• _DIRECTIONS FOR THIS TASK_:
Reproduce the material below word for word, starting at the line that contains "of the tree" and continuing through the end of the material, both ends included.

• _ENTRIES SUPPLIED_:
====

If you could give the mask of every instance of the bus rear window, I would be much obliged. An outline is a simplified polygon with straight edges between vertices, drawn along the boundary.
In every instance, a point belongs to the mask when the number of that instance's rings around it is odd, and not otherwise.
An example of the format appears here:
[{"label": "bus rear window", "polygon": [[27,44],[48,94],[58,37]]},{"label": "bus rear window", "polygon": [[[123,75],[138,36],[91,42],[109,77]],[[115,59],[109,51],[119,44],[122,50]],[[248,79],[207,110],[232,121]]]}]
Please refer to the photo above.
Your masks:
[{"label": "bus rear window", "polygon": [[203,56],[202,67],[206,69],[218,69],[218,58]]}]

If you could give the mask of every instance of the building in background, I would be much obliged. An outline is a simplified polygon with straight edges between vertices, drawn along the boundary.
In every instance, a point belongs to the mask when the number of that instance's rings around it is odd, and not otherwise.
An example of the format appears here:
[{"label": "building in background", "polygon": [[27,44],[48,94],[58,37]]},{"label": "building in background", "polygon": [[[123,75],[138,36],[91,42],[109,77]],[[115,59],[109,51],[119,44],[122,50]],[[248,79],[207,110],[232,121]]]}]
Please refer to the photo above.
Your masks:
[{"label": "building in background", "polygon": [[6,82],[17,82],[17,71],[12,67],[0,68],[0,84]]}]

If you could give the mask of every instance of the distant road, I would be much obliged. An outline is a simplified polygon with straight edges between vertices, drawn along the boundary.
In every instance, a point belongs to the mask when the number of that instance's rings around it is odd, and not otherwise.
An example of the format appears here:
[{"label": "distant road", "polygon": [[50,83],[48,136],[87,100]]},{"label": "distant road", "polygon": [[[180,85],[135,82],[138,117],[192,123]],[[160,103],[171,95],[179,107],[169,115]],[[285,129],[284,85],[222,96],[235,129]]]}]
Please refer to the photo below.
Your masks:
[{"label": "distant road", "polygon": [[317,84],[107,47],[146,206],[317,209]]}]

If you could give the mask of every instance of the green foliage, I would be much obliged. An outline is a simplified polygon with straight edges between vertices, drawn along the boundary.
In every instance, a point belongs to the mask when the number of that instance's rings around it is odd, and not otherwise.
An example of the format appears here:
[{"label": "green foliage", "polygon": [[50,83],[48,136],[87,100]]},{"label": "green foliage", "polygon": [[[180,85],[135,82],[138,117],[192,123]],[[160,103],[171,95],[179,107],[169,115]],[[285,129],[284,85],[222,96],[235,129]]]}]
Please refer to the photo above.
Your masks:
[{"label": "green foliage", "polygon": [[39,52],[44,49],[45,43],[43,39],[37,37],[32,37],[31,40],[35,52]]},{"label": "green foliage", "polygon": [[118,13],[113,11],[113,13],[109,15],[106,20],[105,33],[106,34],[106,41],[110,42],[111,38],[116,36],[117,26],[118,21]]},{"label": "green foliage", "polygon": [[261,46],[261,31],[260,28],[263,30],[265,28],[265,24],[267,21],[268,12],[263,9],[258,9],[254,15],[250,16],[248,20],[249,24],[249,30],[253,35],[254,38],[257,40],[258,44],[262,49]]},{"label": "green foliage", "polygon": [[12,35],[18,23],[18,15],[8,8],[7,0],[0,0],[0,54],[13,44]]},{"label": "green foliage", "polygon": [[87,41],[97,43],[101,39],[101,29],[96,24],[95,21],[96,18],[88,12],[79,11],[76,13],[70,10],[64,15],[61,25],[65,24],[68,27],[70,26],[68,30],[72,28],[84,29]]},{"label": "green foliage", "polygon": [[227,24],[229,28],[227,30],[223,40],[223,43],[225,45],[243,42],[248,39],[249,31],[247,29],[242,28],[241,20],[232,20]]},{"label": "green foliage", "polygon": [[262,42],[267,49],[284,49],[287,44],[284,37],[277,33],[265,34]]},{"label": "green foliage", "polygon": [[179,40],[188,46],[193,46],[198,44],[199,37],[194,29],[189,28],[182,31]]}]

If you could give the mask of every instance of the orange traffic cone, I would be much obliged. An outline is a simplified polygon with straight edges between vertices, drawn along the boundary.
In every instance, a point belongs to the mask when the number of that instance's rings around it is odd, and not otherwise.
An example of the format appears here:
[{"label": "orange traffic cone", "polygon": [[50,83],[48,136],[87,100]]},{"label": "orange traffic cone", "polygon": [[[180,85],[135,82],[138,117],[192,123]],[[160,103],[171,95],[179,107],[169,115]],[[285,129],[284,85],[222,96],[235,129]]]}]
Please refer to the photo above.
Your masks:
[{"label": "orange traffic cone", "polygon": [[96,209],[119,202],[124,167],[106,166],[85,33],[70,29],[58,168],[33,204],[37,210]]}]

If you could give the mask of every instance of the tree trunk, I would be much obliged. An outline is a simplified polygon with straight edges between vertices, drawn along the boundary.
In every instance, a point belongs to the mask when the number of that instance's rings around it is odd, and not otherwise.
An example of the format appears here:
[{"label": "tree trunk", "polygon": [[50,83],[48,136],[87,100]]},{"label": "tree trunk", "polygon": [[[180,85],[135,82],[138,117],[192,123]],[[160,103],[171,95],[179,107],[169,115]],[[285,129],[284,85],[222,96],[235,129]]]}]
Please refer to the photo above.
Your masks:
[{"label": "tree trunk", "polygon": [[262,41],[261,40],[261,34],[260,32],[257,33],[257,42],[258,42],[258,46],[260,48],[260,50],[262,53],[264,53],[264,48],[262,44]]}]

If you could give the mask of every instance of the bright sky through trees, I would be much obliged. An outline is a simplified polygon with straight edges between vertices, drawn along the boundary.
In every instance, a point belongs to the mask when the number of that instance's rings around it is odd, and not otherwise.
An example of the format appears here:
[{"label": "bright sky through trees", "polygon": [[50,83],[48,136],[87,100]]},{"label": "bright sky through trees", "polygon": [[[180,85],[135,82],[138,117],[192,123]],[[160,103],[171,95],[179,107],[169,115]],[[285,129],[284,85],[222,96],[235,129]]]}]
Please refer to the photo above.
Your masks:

====

• _EXERCISE ANSWER_:
If you could give the mask of every instance of the tree trunk, I would be much obliged. An outline is a simplified polygon with straight edges between vertices, drawn along the boundary.
In every instance, a point belongs to the mask when the number of that instance's rings around it is odd, and not otherwise.
An example of the format appears here:
[{"label": "tree trunk", "polygon": [[50,83],[48,136],[87,100]]},{"label": "tree trunk", "polygon": [[[180,85],[135,82],[138,117],[192,123]],[[160,103],[171,95],[179,107],[169,115]],[[285,129],[284,85],[222,96],[235,129]]]}]
Please refer to the photo above.
Your masks:
[{"label": "tree trunk", "polygon": [[262,41],[261,40],[261,34],[260,32],[257,33],[257,42],[258,42],[258,46],[260,48],[260,50],[262,53],[264,53],[264,48],[262,44]]}]

If you could give the mask of every instance of the bright sky through trees, I would be much obliged. An outline is a simplified polygon with straight edges between vertices, drawn along the boundary.
In every instance, a point belongs to the mask when the number of that instance's rings around it is odd, and not otherwise.
An example of the format appears here:
[{"label": "bright sky through trees", "polygon": [[50,83],[48,136],[87,100]]},{"label": "bright sky through trees", "polygon": [[[180,85],[135,82],[138,117],[192,123]],[[160,103],[171,95],[179,107],[169,115]],[[285,129],[284,85],[222,96],[235,129]]]}]
Please refer to the photo above.
Your masks:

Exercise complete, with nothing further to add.